- TASK DESCRIPTION
Report how many lines of the data contain the string "seagull". Add nothing.

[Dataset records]
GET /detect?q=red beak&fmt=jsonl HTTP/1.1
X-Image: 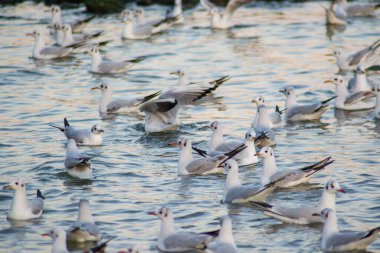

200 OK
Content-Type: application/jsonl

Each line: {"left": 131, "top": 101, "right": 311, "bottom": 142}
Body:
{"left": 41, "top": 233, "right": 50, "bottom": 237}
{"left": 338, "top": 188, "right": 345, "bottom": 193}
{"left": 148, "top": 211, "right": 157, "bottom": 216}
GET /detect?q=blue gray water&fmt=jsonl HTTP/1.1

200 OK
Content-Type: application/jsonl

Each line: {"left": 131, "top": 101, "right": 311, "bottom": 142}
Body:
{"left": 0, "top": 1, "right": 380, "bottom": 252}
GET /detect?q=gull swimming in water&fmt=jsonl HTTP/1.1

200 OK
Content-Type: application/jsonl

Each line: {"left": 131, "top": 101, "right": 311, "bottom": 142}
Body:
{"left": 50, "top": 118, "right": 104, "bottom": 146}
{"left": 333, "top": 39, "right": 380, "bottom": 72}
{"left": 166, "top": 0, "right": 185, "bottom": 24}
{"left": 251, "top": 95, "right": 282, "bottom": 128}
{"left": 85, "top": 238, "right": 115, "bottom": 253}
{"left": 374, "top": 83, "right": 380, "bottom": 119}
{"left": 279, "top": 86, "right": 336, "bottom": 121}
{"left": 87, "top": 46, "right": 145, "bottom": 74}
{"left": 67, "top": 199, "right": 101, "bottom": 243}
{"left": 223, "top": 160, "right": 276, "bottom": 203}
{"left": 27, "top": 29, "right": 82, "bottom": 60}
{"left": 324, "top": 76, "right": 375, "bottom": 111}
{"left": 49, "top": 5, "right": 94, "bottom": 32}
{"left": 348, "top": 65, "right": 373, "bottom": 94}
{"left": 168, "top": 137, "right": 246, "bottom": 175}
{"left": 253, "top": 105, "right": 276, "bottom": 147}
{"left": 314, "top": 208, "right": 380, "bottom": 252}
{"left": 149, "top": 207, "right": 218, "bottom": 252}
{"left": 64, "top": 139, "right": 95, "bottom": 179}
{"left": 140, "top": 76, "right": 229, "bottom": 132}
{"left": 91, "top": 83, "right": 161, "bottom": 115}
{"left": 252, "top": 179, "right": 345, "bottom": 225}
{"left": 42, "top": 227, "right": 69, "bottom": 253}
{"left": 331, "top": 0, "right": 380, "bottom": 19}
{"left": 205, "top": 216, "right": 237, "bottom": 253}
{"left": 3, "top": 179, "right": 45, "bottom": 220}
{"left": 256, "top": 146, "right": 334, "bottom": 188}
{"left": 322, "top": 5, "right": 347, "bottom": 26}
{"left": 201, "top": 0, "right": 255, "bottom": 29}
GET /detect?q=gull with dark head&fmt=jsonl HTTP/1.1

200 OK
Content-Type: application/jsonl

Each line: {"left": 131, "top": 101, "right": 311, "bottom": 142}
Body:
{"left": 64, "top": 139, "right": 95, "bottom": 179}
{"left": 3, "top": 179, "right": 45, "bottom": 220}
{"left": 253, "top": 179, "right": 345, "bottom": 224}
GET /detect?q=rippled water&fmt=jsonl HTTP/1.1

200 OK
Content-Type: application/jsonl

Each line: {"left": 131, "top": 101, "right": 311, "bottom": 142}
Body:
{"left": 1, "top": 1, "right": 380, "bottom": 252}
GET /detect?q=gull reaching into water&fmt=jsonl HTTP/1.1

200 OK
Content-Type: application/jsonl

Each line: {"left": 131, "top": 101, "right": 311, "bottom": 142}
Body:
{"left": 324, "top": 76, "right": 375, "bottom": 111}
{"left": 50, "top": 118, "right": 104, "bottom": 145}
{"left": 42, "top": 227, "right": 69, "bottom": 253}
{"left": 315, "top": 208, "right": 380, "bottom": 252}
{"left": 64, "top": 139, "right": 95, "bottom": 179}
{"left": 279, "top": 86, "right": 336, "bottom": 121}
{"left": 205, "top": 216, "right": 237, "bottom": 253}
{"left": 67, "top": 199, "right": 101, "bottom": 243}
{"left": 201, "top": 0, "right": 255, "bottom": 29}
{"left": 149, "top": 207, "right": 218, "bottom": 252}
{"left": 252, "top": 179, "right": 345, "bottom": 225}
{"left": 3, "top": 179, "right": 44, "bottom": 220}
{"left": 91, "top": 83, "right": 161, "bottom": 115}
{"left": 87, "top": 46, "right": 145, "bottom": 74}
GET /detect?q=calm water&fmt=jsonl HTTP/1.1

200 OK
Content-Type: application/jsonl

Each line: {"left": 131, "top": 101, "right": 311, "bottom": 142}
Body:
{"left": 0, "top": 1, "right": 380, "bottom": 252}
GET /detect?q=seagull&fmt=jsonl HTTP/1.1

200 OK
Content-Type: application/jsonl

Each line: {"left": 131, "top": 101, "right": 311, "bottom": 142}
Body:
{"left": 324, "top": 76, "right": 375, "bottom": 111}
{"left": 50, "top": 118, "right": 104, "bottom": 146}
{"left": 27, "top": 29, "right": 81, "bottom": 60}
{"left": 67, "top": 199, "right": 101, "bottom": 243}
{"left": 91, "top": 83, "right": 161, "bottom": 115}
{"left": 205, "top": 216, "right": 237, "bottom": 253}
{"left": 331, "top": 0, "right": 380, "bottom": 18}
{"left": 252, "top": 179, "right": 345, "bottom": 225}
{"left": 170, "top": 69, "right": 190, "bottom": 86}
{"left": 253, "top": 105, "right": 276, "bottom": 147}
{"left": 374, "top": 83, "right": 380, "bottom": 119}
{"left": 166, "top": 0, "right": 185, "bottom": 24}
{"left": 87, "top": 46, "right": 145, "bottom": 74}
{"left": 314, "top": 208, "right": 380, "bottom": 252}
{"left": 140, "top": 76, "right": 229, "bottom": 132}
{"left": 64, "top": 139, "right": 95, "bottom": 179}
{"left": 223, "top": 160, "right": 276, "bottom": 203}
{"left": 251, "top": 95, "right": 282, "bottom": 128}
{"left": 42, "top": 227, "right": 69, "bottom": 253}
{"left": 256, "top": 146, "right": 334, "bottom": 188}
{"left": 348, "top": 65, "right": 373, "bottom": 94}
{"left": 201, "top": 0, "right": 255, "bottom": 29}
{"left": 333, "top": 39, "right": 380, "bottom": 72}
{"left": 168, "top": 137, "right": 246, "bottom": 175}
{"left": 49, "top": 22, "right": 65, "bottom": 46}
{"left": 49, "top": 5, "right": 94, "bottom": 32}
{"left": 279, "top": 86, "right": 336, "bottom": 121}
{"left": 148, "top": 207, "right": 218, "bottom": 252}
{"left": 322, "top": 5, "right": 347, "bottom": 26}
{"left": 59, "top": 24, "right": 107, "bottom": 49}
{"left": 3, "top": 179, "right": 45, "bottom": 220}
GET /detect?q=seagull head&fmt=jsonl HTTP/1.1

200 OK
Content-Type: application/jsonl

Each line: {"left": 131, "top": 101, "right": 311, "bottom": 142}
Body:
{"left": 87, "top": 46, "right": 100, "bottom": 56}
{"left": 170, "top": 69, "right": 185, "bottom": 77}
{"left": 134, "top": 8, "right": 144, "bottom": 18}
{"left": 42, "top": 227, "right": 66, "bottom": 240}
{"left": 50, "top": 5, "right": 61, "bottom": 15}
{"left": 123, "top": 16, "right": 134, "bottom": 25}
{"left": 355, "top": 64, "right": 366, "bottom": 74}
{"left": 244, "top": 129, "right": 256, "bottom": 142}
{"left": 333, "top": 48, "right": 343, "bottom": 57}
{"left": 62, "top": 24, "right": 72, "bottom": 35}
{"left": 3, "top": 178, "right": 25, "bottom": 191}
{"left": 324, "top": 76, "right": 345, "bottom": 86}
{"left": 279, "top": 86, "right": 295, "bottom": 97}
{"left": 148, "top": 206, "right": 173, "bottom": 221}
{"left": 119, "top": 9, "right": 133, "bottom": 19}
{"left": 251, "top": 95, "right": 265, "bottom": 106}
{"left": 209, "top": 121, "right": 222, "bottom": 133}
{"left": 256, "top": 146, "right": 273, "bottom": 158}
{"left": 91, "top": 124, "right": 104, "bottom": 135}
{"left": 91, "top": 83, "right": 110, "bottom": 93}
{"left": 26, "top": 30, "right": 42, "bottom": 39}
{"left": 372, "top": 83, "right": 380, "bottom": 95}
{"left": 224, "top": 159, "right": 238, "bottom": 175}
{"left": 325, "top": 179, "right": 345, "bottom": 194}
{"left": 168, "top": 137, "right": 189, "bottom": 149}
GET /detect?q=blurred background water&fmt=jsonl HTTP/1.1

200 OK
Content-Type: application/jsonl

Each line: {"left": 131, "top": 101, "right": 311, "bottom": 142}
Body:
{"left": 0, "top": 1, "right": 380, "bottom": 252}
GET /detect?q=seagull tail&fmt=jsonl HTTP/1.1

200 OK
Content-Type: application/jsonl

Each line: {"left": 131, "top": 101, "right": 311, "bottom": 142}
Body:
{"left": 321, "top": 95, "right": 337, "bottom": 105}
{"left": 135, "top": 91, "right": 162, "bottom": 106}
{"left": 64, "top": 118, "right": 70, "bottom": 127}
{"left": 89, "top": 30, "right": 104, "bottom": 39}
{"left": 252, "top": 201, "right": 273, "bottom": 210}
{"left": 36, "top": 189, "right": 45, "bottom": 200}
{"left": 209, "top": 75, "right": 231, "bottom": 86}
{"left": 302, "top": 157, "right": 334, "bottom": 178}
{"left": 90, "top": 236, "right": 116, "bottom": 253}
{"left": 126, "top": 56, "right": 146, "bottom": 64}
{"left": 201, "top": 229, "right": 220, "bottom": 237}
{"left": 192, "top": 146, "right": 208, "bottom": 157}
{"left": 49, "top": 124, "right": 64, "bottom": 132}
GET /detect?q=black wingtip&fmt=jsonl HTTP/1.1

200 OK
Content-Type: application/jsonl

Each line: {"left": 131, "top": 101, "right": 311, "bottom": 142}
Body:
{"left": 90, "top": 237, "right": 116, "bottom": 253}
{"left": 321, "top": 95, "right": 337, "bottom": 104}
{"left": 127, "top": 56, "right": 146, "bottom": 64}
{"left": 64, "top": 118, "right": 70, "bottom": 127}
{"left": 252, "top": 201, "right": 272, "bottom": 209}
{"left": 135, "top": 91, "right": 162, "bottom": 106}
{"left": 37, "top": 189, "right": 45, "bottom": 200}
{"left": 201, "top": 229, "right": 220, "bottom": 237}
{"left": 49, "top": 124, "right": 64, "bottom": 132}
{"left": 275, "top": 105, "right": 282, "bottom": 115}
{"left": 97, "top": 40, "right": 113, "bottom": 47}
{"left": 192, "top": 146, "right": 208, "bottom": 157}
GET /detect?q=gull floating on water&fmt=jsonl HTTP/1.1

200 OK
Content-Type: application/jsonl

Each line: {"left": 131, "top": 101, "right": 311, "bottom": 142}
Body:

- ANSWER TO THIS EXERCISE
3